OBJECTIVE — Turn every line of the records into a Markdown table with two columns, Row and Line. Put the row number under Row and the line under Line, and leave out blank lines.

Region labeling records
_ _ _ _ _ _ _
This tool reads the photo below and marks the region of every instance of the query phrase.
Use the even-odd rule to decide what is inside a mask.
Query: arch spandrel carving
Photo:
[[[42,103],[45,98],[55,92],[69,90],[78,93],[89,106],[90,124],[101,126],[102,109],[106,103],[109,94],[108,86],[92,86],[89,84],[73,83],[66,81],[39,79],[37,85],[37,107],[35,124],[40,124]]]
_ _ _ _ _ _ _
EXERCISE RESPONSE —
| Row | Line |
|---|---|
| 1 | This tool reads the photo below and marks the region of every instance of the query phrase. |
| 2 | Use the even-odd rule to decide what is inside a mask. |
| 3 | Query: arch spandrel carving |
| 4 | Photo: |
| 5 | [[[42,103],[45,98],[55,92],[69,90],[78,93],[89,106],[90,124],[101,126],[102,109],[106,103],[109,94],[108,86],[92,86],[89,84],[73,83],[66,81],[39,79],[37,85],[37,107],[35,124],[40,124]]] |